Entries for pointing and labeling:
* Start *
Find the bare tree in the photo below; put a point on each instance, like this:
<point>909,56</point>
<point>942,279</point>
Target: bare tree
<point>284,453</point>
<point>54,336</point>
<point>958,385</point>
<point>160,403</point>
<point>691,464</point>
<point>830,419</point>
* End *
* Start *
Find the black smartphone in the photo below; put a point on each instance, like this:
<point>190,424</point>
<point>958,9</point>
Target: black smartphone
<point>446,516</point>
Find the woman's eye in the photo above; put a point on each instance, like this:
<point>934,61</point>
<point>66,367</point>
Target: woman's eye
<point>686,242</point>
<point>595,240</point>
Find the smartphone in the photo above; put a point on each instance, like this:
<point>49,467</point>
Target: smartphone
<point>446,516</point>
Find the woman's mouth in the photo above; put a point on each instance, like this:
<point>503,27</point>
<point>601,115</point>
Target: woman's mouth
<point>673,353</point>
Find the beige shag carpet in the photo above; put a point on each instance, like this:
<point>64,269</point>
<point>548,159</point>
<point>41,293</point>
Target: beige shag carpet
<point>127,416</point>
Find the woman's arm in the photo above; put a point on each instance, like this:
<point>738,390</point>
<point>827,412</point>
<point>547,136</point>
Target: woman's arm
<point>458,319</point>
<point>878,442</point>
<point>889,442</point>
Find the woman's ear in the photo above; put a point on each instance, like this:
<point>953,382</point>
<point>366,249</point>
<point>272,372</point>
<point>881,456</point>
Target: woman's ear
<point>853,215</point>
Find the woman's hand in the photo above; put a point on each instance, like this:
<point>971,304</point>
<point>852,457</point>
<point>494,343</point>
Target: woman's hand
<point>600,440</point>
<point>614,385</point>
* End *
Direction:
Please convert everything from the line containing "Find the smartphone" down to the line containing "<point>127,416</point>" into a JSON list of strings, one string per line, with blank lines omitted.

Reply:
[
  "Find the smartphone in the photo above; put a point on each instance, like this:",
  "<point>49,467</point>",
  "Target: smartphone",
  "<point>446,516</point>",
  "Find the woman's mouth in the photo above; put a point on each instance, like this:",
  "<point>503,27</point>",
  "<point>601,115</point>",
  "Target: woman's mouth",
  "<point>673,353</point>",
  "Find the beige shag carpet in the photo above; put a point on each instance, like this:",
  "<point>64,269</point>",
  "<point>548,159</point>",
  "<point>41,293</point>",
  "Target: beige shag carpet",
  "<point>127,416</point>"
]